## [Предложенный отрывок]
---------------
Но есть и парадокс не кажущийся, и он осознан самим писателем в «Воспоминаниях о лошадях» — новелле, которая не хронологически (она напечатана в 1975 году), а по характеру содержания является первой главой художественной истории «клочка родной земли», создаваемой Радичковым на протяжении всего его творчества, как тридцать лет создавал историю Йокнапатофы Фолкнер.
Собственно, «Воспоминания о лошадях» — это лирический монолог, расцвеченный символикой, фантазией и аллегорией, которые служат главными композиционными скрепами рассказа. Здесь почти нет действия и очень прихотливо движение времени. Мифологическое время сохранившейся в преданиях древней болгарской истории присутствует в повествовании столь же явственно, как конкретное время, когда пишется сам рассказ, — сегодняшняя София, запорошенный снегом городской двор, канун Нового года. Но центр рассказа — знойный летний день, когда-то пережитый будущим писателем у себя в Калиманице и теперь вспоминаемый с такой отчетливостью подробностей, как будто все происходило не сорок лет назад, а только вчера.
Каналами ассоциаций этот временной поток, изначально разбитый по меньшей мере на три рукава — мифологическое время, время описываемых событий, время, когда создается само описание, — связан в единое русло. Нити ассоциаций протягиваются через весь рассказ, чтобы придать ему целостность и прежде всего единство времени. Мальчик, который полез к орлиному гнезду, сорвался и, напоровшись на сук, погиб, поставлен в повествовании рядом с сыном рассказчика, едва не ослепшим от разрыва шутихи, в новогоднюю ночь брошенной кем-то в сугроб, а когда в финале вновь возникает мальчишеская фигура — на реке, рядом с цаплей, жившей здесь еще в те годы, когда мальчишкой был сам рассказчик, — уже невозможно сказать, сегодня пли очень давно все это происходит: время остановлено, его бег укрощен, и никаких сорока лет, промелькнувших между экспедицией к орлиному гнезду и разрывом шутихи, словно не существовало. Развеваются по ветру гривы лошадей, на которых переплывают Дунай предки нынешних болгар, и мчатся по дороге в Берковицу лошади из радичковского детства, и наклоняется со шприцем в руке ветеринар над лошадью, упавшей в гололед на софийской мостовой, но для мальчика, видевшего эту лошадь перед тем, как врач наложила повязку ему на глаза, она продолжает жить и становится в повести символом, смыкающим эпохи в духовном и психологическом опыте поколений.
Так нарушается в прозе Радичкова привычный для мемуарной прозы принцип последовательности: «события наступают друг другу на пятки и так плотно припадают одно к другому, будто все произошло в один-единственный день. Этот день — как камень, упавший с неба. У него словно нет ни вчера, ни завтра, он упал в чистом поле как знамение, и, чем больше мы к нему обращаемся, тем больше его приходится разгадывать и толковать».
---------------
Данные для сопоставления объектов с описаниями на естественном языке:
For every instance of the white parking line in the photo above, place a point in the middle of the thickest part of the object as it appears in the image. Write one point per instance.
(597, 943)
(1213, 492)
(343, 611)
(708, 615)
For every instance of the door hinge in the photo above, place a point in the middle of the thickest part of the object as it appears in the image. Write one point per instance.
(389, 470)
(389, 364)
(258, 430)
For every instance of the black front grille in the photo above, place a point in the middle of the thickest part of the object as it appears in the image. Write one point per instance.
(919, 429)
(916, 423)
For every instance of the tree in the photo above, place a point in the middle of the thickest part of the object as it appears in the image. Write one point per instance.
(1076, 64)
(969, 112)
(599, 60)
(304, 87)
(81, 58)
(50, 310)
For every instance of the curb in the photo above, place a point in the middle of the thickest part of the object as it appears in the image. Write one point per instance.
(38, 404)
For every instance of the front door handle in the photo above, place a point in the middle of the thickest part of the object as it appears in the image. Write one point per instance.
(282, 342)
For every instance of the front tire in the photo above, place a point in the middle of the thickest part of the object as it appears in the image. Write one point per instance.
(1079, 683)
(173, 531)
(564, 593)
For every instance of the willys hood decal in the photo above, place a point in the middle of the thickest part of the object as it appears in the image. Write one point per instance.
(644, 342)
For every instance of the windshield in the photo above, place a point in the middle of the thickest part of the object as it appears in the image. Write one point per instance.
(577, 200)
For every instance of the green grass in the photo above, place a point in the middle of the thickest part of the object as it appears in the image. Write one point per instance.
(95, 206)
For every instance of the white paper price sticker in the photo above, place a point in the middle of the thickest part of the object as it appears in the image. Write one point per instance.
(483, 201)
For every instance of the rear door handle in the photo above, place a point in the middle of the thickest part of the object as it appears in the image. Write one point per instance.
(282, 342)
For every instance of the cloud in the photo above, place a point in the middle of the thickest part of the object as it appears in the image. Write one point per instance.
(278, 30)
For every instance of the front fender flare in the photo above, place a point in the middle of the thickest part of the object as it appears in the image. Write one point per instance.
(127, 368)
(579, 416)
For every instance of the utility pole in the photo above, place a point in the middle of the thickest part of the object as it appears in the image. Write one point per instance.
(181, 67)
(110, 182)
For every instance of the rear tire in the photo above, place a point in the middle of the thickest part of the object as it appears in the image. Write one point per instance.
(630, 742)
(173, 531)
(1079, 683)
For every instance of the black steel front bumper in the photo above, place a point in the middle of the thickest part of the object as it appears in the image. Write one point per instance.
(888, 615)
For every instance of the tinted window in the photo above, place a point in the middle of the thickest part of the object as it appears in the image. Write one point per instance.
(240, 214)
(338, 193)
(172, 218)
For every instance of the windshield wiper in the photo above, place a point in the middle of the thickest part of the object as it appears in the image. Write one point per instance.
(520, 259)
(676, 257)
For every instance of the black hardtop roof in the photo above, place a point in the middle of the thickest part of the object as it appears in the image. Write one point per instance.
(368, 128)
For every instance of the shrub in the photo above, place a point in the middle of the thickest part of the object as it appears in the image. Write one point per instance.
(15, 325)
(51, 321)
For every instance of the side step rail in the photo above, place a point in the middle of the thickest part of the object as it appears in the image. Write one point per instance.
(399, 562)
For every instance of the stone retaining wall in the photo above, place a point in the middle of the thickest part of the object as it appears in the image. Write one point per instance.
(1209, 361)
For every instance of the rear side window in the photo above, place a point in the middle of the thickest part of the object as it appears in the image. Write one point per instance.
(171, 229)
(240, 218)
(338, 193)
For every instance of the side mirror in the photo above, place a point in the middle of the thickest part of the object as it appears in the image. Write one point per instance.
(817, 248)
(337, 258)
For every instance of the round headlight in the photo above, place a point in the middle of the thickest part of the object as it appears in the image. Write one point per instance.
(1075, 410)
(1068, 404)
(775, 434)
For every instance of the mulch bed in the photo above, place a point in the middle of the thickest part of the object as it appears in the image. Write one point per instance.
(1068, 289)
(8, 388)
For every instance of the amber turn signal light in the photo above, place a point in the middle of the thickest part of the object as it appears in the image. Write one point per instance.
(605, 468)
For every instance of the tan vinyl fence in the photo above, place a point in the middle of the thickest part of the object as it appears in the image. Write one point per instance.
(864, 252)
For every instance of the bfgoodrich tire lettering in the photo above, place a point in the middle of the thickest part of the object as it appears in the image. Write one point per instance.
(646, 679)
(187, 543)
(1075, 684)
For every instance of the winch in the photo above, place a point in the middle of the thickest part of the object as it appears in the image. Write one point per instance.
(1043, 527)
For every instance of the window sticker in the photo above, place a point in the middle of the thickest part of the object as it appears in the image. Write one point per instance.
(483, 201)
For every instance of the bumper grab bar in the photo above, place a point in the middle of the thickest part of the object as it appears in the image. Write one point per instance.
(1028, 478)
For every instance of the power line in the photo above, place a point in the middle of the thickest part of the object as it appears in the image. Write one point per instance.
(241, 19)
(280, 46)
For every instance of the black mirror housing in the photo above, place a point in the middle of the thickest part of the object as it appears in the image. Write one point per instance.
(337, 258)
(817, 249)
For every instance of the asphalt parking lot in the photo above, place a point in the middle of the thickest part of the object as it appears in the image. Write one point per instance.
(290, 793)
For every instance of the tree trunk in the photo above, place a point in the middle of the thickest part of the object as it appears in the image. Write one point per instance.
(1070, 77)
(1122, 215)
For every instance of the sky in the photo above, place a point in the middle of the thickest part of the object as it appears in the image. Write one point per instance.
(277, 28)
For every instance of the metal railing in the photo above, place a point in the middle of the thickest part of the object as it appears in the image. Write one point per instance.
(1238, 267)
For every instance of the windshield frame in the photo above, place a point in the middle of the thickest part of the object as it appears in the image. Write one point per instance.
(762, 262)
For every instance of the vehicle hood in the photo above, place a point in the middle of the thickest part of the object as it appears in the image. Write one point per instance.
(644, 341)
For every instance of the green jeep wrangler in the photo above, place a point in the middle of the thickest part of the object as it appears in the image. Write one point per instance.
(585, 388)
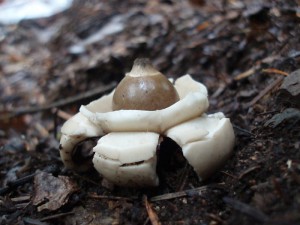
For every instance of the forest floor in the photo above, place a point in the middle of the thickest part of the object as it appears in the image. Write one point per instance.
(247, 54)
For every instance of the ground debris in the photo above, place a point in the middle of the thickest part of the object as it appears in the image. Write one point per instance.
(290, 115)
(241, 50)
(51, 192)
(290, 89)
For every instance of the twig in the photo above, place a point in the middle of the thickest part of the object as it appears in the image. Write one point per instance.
(190, 192)
(276, 71)
(60, 103)
(95, 196)
(16, 183)
(151, 213)
(265, 91)
(243, 130)
(56, 216)
(246, 209)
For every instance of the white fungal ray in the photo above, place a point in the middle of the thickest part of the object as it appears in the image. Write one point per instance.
(206, 142)
(191, 105)
(126, 152)
(75, 130)
(127, 159)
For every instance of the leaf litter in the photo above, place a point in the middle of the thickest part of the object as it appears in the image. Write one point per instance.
(236, 48)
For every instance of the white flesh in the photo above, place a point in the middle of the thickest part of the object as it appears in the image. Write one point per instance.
(75, 130)
(194, 102)
(205, 153)
(127, 159)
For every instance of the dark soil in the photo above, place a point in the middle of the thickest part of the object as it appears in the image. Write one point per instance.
(242, 51)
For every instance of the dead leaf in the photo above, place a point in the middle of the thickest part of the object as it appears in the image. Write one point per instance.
(290, 89)
(286, 115)
(51, 192)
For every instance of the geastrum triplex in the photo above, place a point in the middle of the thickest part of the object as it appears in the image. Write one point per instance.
(131, 120)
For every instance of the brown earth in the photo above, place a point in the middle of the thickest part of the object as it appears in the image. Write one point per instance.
(247, 54)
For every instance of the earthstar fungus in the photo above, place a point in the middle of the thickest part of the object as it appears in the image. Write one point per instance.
(130, 120)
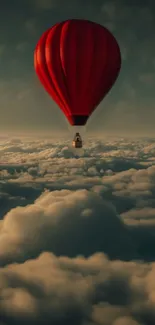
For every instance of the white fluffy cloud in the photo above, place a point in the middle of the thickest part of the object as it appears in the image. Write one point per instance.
(77, 232)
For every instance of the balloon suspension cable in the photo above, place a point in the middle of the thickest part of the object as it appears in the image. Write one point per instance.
(77, 141)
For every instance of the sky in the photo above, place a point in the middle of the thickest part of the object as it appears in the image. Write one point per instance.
(128, 108)
(77, 231)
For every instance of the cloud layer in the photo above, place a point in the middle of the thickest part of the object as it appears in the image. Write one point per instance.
(77, 232)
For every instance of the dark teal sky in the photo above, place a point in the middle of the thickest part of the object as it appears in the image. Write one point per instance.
(129, 107)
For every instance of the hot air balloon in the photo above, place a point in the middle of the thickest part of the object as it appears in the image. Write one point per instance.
(77, 62)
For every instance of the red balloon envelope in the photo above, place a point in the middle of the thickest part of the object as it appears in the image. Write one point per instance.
(77, 61)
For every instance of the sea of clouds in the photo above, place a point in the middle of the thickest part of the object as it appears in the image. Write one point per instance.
(77, 232)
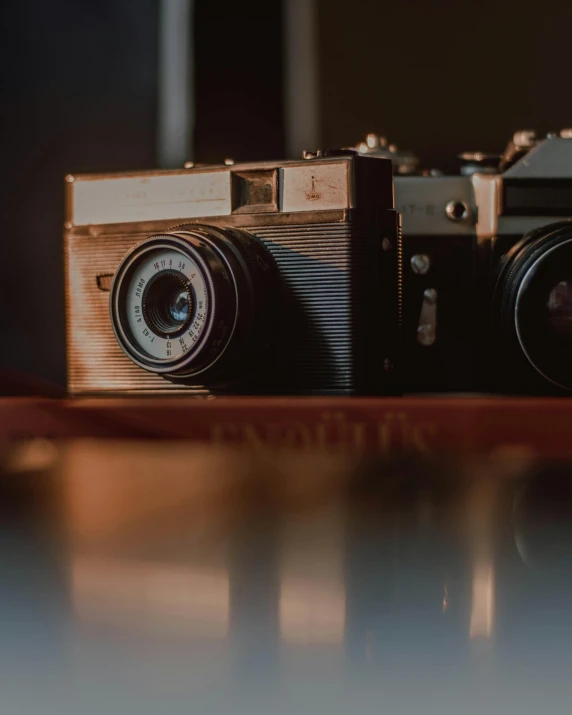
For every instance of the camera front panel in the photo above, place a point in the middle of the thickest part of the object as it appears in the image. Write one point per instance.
(442, 307)
(333, 278)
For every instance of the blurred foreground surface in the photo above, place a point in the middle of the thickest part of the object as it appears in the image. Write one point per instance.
(171, 578)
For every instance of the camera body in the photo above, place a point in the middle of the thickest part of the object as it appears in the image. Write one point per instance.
(265, 278)
(488, 269)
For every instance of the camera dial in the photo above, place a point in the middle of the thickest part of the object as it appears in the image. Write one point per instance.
(187, 300)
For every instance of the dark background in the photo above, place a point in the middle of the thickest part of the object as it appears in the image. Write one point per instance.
(79, 93)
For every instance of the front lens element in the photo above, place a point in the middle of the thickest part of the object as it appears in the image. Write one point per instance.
(167, 303)
(559, 307)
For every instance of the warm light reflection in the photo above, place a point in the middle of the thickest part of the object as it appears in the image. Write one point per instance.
(482, 612)
(312, 606)
(161, 598)
(312, 612)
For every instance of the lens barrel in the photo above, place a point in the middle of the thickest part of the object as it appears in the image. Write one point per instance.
(196, 300)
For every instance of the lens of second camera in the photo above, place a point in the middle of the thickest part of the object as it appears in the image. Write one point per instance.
(532, 305)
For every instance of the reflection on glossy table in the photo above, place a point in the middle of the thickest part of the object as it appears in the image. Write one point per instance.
(168, 578)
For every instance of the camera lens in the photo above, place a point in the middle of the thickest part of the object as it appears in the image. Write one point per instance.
(167, 303)
(532, 304)
(560, 308)
(193, 301)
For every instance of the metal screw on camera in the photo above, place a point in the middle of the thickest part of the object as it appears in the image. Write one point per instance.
(420, 264)
(430, 295)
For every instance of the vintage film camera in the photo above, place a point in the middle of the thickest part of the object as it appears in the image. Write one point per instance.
(487, 268)
(270, 278)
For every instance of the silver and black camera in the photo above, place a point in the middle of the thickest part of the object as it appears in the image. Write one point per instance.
(269, 278)
(487, 268)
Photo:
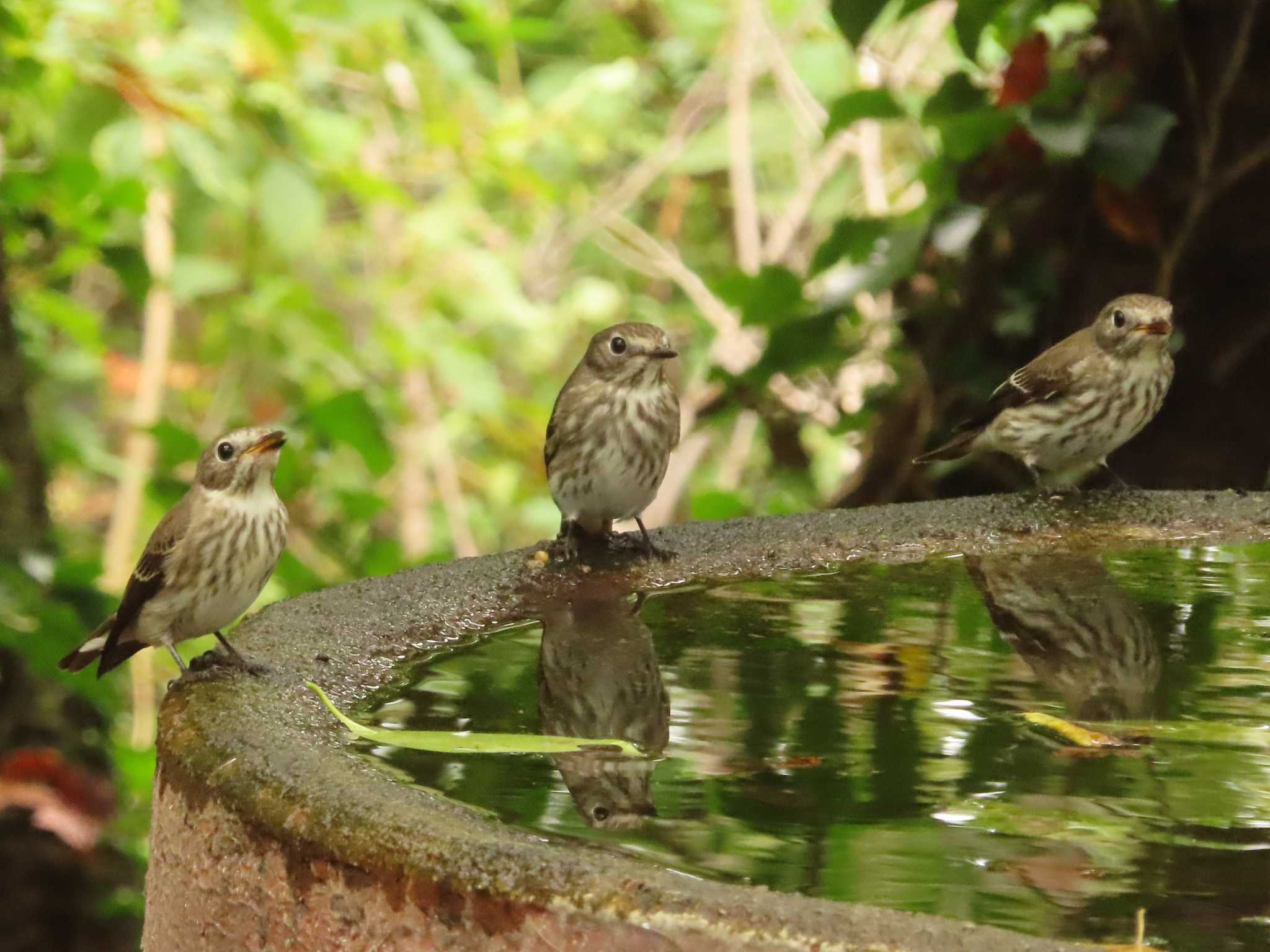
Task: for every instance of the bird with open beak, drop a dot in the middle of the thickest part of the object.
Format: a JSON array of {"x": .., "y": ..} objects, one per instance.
[
  {"x": 207, "y": 559},
  {"x": 611, "y": 433},
  {"x": 1085, "y": 398}
]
---------------
## [Условие задачи]
Перечислите, пожалуйста, все рукава, на которые, согласно предложенному отрывку, изначально разбит временной поток рассказа.

## [Ответ к заданию]
Мифологическое время; время описываемых событий; время, когда создается само описание.